Aktürk’ün girişimleri sonrasında yakıt ikmali yaparak tekrar timi  bıraktıkları bölgeye gittiklerini belirten Uçum, “Bu sırada bölgede çatışma  olduğunu gördüm. Saat 03.00’ü geçmişti. Arkada bulunan silahlı personel, bölgeye  elindeki silahla ateş açmaya başladı. Bizim helikopterimizde kurulu herhangi bir  ağır silah yoktu. Seymen, cep telefonundan bizi ısrarla arayıp, ‘alana inmemizi’  söylüyordu. Çatışmanın yoğunluğunu ve bizim personelin de aşağıya ateş açtığını  görünce, dönmeye karar verdik.” dedi

Ağlayarak “Ne yaptınız, Allah belanızı versin” dedi

“Aşağıdan bize doğru ateş edildiğini gördüm. Hatta benim tahminime  göre Şükrü Seymen ve timi, bizim alana inmeyeceğimizi anlayınca bize ateş etti.”  diyen Uçum, şunları kaydetti:

“Çatışma bölgesinden uzaklaşıp Imsık Askeri Havalimanına geldik. Ali  Albayın yönlendirmesiyle Imsık’ta çok kısa süre motor susturmadan durduk. Benim  ısrarıma rağmen Ali Aktürk, motor susturmayı kabul etmedi. Imsık Havalimanı  sorumlusu Fethi Yarbay yanımıza gelip, ağlayarak bana ‘Ne yaptınız, Allah  belanızı versin.’ dedi. Ben de ‘Komutanım, bu şerefsizler bizi oyuna getirdi,  yemin ederim bilgim yok.’ diye cevap verdim.”

Veri kayıtları
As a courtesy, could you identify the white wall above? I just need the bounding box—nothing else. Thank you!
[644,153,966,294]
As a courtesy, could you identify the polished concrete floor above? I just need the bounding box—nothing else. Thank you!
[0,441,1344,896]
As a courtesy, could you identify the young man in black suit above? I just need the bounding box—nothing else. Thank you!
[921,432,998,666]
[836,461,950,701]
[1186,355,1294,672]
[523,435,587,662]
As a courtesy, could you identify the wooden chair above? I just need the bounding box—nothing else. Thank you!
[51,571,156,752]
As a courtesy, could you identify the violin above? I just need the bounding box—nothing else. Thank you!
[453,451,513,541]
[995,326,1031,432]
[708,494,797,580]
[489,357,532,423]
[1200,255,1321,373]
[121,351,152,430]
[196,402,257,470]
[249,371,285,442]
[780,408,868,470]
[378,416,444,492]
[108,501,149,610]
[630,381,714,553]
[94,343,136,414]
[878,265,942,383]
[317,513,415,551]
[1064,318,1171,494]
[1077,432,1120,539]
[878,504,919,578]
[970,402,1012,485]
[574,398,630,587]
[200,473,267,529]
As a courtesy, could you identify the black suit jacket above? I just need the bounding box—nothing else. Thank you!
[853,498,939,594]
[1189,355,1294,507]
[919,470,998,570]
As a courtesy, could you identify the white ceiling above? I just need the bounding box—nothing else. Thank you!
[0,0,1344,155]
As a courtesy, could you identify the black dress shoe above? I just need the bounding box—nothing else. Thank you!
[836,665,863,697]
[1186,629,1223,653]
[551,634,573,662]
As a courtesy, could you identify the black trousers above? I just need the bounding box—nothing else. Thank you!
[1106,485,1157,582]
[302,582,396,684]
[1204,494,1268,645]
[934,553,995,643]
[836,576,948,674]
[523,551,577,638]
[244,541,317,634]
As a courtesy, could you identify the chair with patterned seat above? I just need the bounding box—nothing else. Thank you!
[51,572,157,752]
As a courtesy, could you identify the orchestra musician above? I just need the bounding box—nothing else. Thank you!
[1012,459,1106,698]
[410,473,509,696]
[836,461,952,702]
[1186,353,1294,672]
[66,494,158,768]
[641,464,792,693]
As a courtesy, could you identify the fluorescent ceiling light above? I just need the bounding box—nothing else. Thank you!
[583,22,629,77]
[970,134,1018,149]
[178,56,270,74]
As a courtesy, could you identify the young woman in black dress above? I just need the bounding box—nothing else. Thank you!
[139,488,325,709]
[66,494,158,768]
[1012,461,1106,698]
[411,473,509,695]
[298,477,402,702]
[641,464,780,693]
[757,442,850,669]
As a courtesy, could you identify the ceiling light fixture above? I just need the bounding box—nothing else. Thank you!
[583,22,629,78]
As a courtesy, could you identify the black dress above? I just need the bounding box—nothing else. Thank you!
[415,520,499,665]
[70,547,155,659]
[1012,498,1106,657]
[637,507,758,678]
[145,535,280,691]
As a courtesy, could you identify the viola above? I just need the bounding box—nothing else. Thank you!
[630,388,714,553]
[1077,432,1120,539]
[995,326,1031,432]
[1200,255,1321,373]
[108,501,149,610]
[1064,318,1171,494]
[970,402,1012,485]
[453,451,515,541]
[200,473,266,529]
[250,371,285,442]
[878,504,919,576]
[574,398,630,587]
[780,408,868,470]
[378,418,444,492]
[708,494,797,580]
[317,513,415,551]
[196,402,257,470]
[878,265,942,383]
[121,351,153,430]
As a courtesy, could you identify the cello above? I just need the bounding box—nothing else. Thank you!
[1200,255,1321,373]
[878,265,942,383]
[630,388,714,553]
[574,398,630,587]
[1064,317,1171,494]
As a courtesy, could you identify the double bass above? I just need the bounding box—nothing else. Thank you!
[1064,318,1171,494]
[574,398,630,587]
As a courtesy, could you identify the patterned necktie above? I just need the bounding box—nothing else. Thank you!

Yapılacak görevler
1 - Uçum'un ifadesine göre Imsık Havalimanı'nın sorumlusu kimdi?
2 - Uçum'un ifadesini son cümlenin ardından kaldığı yerden sürdürün.
Kayıtların bu işte hiçbir rolü yoktur.

Sonuçlar
1 - Fethi Yarbay.

2 -
Imsık’tan havalanıp Çiğli Askeri Havalimanı’na döndüklerini belirten  Uçum, daha sonra burada teslim olduklarını aktardı.

Uçum, Şükrü Seymen’in tüm planlamalar hakkında bilgi sahibi olduğunu  dile getirerek, “Şükrü Seymen benim devremdir, ancak okuldan sonra hiç  görüşmedim. Okul döneminde Fetullah Gülen cemaati ile ilgisinin olup olmadığını  bilmiyorum. Darbe teşebbüsü ile ilgim yoktur. Bu hava harekatının planlanmasında,  Ankara’daki Kara Havacılık Okul Komutanı Tuğgeneral Ünsal Coşkun’un da içinde  olduğu paralel yapı mensubu üst düzey komutanların etkin rol aldığını  düşünüyorum. Ali Aktürk’ün, Coşkun ile telefon görüşmesi yaptığını ve talimat  verdiğini bizzat gördüm ve duydum.” ifadelerini kullandı.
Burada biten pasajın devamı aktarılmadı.